_WORK TASK_:
Retype all of the material exactly, leaving no line out.

_GIVEN DATA_:

^^^^^^^^

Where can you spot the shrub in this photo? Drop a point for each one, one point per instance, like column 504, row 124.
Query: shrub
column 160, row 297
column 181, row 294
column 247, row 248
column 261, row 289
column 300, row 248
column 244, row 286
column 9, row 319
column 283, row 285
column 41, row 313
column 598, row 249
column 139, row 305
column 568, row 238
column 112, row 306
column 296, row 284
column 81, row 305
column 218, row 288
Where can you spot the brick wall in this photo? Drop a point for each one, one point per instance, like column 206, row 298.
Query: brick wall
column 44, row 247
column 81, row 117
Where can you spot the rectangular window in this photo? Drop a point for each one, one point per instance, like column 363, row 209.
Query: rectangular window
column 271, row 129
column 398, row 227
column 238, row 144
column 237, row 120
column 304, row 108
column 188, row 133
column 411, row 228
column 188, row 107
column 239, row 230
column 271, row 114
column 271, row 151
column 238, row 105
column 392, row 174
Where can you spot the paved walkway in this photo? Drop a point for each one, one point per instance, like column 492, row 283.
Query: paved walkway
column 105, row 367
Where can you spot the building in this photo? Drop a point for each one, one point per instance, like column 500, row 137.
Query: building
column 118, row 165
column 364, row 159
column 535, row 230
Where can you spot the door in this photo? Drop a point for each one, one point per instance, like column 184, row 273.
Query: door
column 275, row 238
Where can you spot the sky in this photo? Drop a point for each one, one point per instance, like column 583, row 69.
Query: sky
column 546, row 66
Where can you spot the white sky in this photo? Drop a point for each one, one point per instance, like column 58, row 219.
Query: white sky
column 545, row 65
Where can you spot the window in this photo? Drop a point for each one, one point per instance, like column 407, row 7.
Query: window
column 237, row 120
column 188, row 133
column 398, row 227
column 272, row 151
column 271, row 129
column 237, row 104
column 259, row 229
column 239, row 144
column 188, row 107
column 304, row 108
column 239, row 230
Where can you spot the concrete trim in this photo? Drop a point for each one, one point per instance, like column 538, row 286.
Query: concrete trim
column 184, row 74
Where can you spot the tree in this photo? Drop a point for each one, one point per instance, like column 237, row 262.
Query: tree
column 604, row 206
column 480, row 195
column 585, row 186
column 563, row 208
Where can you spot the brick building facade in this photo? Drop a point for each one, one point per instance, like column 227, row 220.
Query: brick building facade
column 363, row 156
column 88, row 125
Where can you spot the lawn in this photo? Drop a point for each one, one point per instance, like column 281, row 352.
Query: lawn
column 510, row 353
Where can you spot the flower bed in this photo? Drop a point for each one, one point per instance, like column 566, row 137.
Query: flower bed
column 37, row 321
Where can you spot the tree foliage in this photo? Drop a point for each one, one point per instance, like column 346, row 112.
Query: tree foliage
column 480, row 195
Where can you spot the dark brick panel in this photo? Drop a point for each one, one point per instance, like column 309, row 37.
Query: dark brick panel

^^^^^^^^

_TASK RESULT_:
Where can you spot the shrub in this photo? Drop a point for each one, one point per instance, like column 504, row 124.
Query: shrub
column 160, row 297
column 181, row 294
column 247, row 248
column 261, row 289
column 300, row 248
column 244, row 286
column 9, row 319
column 283, row 285
column 41, row 313
column 598, row 249
column 139, row 305
column 568, row 238
column 112, row 306
column 296, row 284
column 81, row 305
column 218, row 288
Where can you spot the brick wall in this photo? Drop a point for each one, one point per instance, like column 206, row 298.
Query: brick wall
column 44, row 247
column 81, row 117
Where can you spot the rectangular window in this photo? Drop a point for each one, one point per instance, like column 363, row 209.
Query: rectangular window
column 271, row 129
column 398, row 227
column 238, row 144
column 237, row 120
column 304, row 108
column 188, row 133
column 411, row 228
column 188, row 107
column 239, row 230
column 271, row 114
column 271, row 151
column 238, row 105
column 392, row 174
Where can you spot the paved walkway in this photo? Drop a point for each one, one point per instance, like column 492, row 283.
Query: paved walkway
column 105, row 367
Where can you spot the building in this photo? Drop a point for each one, one point per instance, like column 500, row 137.
Query: building
column 118, row 165
column 364, row 159
column 535, row 230
Where can you spot the door in this photo? Drop a point for each one, one point per instance, like column 184, row 273.
Query: door
column 275, row 238
Where can you spot the sky in this photo? Drop a point for each one, one point per instance, like column 583, row 69.
Query: sky
column 546, row 66
Where can you spot the white sky in this photo? Drop a point for each one, one point per instance, like column 58, row 219.
Query: white sky
column 545, row 65
Where can you spot the window in this photo? Drop a point for each one, one point per instance, like column 407, row 7.
Query: window
column 237, row 120
column 188, row 133
column 398, row 227
column 272, row 151
column 271, row 129
column 237, row 104
column 259, row 229
column 239, row 144
column 188, row 107
column 304, row 108
column 239, row 230
Where can you spot the concrete trim in this photo? Drop a point for each one, one point per instance, like column 538, row 286.
Query: concrete trim
column 184, row 74
Where can you spot the tree in this photo? Drop a point for each one, one point per instance, like column 237, row 262.
Query: tree
column 604, row 206
column 480, row 195
column 585, row 186
column 563, row 208
Where can you spot the brick building facade in this photo? Drop a point for each one, one point per instance, like column 227, row 220.
Query: brick building facade
column 363, row 156
column 88, row 125
Where can you spot the lawn in this photo? Drop a point for each one, one point per instance, like column 281, row 352.
Query: lawn
column 510, row 353
Where can you spot the flower bed in this photo? Drop a point for each one, one point per instance, like column 566, row 137.
Query: flower bed
column 37, row 321
Where can you spot the tree foliage in this photo? Drop a point for each one, one point per instance, like column 346, row 112.
Query: tree foliage
column 480, row 195
Where can you spot the dark brick panel in this photo? Drop a point for each one, one point per instance, like column 309, row 37.
Query: dark brick panel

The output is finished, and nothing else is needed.